▶ **EXERCISE GOAL**: The entries below should be output exactly as written.

▶ **RECORD EXCERPTS**:
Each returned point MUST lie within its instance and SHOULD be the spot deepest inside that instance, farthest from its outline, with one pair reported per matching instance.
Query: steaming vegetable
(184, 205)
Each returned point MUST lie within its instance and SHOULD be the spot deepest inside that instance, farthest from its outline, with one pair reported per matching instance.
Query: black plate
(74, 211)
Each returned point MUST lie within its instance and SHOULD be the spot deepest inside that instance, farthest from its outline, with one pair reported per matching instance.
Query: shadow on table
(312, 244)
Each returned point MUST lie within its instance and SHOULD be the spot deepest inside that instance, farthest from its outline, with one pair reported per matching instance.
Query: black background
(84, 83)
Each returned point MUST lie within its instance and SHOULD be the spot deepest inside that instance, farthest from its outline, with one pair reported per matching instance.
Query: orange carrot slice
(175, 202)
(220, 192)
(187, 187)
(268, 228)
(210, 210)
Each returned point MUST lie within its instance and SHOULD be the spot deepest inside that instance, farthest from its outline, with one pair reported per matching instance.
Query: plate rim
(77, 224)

▶ **EXPECTED ANSWER**:
Each returned point MUST lie within its instance and SHOULD be the spot deepest inside that instance, farthest from its outline, with one pair reported per matching instance.
Query: steaming vegetable
(184, 205)
Each returned point MUST lie within its instance and SHOULD be the spot deepest inside that instance, farthest from its outline, with one pair reported per matching instance.
Query: black plate
(74, 211)
Each returned point MUST lie within its instance and SHOULD be the spot deepest inside that instance, farthest from its outline, with one pair reported per matching instance.
Query: shadow on table
(312, 244)
Each returned point MUST lie within its instance and SHOULD be the spot deepest inside that instance, farthest from its outline, with one pair reported per matching instance.
Query: black background
(84, 83)
Each returned point MUST lie within its instance and SHOULD be the spot deepest inside that instance, farthest from its outline, with one pair reported per matching instance.
Query: orange carrot slice
(175, 202)
(220, 192)
(187, 187)
(268, 228)
(210, 210)
Each returned point MUST lie within its instance and SHOULD be the spot deepest inside that instance, farthest from its outline, with one pair reported per matching instance.
Query: plate rim
(77, 224)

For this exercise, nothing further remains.